The Capuchin Friary, Rapperswil, (Kapuzinerkloster Rapperswil) is a Capuchin friary located in Rapperswil in the Canton of St. Gallen, Switzerland.

==Geography==
The monastery is situated to the west of the city of Rapperswil, below the Lindenhof of Rapperswil Castle on the shore of Lake Zürich on a peninsula called the Endingerhorn.

== History ==
The friary was established in 1606, consisting originally of only four patres (priests) and three brothers (friars), as a Roman Catholic counterpart to the centre of the Reformation in Zürich. The monastic buildings were built by the citizens of Rapperswil, and belong to the locality of Rapperswil, while Endingen - the site of the buildings - belongs to Einsiedeln Abbey. The friary was dedicated on 23 September 1607 by bishop Johannes V Flugi von Aspermont and is still in use. In 1662 the buildings were fortified: a small fort was built at Endingerhorn, and the monastery became part of the town walls as a fortified tower to the west of the city of Rapperswil.

== Sights ==
The friary is renowned for its location by the lake on a rocky peninsula. It overlooks Lake Zurich in the Kempratner Bucht ("Bay of Kempraten"). The rose gardens and the Antoniusgrotte, dedicated to Saint Anthony of Padua, attract pilgrims. The lakeside location of its church is also popular for weddings. The Einsiedlerhaus is in origin the medieval bailiff's house of Einsiedeln Abbey, whence the name, and is situated at the former late 10th century ferry gate to the islands of Lützelau and Ufenau.

== Activities ==
In November 1992 the monastery opened its doors for guests, both men and women, to participate for at least one week with the monastic community. In addition, the Swiss chapter of the order allowed the community to seek new forms of prayer and liturgy. As of 2010, nine brothers and two nuns (Orders of Baldegg and Menzingen) are living in the monastery.

== Cultural heritage ==
The building is listed in the Swiss inventory of cultural property of national and regional significance as a Class B object of regional importance.

**Provided material:**
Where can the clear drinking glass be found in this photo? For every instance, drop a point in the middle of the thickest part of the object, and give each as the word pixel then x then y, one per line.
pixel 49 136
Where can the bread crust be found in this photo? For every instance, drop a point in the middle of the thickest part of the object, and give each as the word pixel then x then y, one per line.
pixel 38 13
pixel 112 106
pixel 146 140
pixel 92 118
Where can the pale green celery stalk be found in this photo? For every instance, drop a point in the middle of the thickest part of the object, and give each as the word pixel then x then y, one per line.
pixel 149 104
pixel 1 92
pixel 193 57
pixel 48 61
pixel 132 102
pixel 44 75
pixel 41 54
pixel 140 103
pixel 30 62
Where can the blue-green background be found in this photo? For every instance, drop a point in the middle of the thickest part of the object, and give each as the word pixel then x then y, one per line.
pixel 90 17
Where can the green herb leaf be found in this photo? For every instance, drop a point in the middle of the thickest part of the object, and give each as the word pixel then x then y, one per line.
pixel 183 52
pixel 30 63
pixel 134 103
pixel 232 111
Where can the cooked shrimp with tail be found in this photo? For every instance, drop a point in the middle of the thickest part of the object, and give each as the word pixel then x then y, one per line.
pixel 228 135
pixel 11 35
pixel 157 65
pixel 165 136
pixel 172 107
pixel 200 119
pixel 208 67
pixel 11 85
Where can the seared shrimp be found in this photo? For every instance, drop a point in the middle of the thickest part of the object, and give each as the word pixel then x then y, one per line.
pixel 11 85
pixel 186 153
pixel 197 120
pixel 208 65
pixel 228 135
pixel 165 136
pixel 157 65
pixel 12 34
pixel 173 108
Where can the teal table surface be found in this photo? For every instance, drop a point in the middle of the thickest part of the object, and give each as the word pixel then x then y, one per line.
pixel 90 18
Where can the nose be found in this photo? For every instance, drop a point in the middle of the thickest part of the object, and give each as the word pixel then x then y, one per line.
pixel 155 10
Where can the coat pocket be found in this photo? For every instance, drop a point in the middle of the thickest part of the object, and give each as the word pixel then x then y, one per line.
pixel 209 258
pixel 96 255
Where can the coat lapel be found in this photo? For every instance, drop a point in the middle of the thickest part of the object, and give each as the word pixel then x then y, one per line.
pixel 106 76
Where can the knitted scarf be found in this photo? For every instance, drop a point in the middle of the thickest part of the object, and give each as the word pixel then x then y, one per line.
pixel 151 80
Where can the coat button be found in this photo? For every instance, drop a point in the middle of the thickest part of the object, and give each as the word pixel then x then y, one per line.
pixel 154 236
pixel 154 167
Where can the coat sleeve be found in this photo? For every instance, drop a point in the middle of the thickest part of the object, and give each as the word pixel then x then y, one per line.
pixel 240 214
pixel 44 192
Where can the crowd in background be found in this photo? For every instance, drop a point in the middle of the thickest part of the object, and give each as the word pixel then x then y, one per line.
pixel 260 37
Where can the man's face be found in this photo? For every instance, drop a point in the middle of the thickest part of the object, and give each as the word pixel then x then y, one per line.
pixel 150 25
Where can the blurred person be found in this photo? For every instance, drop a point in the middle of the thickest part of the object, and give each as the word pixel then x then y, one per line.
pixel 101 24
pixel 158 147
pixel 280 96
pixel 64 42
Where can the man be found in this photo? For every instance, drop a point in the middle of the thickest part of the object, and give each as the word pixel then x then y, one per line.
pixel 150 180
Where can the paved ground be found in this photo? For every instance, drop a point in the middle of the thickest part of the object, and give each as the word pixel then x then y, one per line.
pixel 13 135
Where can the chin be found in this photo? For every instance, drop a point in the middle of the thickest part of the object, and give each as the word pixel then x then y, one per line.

**Work task 1:** Reproduce the passage of the friary article that begins with the words containing "The Capuchin Friary, Rapperswil, (Kapuzinerkloster" and ends with "called the Endingerhorn.".
**Work task 2:**
Answer these questions from the friary article:
(a) In what year was the friary established?
(b) In what month and year did the monastery open its doors to guests?
(c) As what class of object is the building listed in the Swiss inventory of cultural property?
The listing has no connection to the text about the friary.

**Answer section 1:**
The Capuchin Friary, Rapperswil, (Kapuzinerkloster Rapperswil) is a Capuchin friary located in Rapperswil in the Canton of St. Gallen, Switzerland.

==Geography==
The monastery is situated to the west of the city of Rapperswil, below the Lindenhof of Rapperswil Castle on the shore of Lake Zürich on a peninsula called the Endingerhorn.

**Answer section 2:**
(a) 1606
(b) November 1992
(c) A Class B object of regional importance